▶ What the task asks: Format the rows below as a numbered list, beginning with the line that contains "Could you please indicate the green leaf" and continuing through the last row. Include both ends and omit any blank lines.

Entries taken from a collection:
>> BEGIN
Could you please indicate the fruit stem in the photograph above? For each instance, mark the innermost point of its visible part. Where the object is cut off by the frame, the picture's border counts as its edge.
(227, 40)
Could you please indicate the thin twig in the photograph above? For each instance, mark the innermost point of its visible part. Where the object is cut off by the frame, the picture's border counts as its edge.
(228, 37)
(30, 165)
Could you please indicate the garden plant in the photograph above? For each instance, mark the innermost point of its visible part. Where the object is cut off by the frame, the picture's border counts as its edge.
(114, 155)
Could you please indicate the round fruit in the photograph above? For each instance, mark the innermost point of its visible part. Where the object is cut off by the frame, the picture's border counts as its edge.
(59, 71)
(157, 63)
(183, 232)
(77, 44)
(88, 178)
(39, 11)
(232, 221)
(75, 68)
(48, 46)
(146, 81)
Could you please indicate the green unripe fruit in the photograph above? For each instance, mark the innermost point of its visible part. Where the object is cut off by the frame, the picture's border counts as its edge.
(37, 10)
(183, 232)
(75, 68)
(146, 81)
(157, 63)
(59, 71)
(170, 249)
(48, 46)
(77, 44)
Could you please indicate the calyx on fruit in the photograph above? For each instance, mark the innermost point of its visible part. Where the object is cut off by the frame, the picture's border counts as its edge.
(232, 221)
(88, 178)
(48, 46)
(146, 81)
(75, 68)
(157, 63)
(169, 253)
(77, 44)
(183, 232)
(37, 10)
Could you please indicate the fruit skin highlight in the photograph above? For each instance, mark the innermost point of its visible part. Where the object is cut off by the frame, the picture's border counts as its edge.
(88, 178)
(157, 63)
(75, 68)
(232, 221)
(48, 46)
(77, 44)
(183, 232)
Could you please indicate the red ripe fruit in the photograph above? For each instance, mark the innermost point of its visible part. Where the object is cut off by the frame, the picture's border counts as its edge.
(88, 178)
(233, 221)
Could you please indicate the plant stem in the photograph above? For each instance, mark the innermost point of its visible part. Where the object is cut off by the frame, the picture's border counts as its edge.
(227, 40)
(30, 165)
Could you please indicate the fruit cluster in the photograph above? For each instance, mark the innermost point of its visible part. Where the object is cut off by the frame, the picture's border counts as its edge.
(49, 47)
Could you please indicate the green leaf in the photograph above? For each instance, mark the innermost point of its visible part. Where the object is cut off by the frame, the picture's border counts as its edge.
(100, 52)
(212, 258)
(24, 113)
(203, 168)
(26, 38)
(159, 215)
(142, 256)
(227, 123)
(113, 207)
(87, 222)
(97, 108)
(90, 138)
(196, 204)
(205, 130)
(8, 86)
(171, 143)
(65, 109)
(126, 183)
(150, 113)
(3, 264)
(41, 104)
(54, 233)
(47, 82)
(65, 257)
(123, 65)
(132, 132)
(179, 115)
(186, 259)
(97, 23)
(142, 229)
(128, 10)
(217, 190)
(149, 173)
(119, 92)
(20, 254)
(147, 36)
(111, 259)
>> END
▶ Reply to the task:
1. Could you please indicate the green leaf in the photograph above? For each instance, mark the innermost point of its visible part. Where the object is cut off by the frame, the picture's border counts as its edge.
2. (100, 52)
3. (212, 258)
4. (24, 113)
5. (203, 168)
6. (26, 38)
7. (159, 215)
8. (142, 256)
9. (227, 123)
10. (113, 207)
11. (87, 222)
12. (97, 108)
13. (90, 138)
14. (196, 204)
15. (205, 130)
16. (8, 86)
17. (171, 143)
18. (65, 109)
19. (126, 183)
20. (150, 113)
21. (3, 264)
22. (41, 104)
23. (54, 233)
24. (47, 82)
25. (65, 257)
26. (123, 65)
27. (132, 132)
28. (179, 115)
29. (186, 259)
30. (97, 23)
31. (142, 229)
32. (128, 10)
33. (217, 190)
34. (149, 173)
35. (119, 92)
36. (20, 254)
37. (147, 36)
38. (111, 259)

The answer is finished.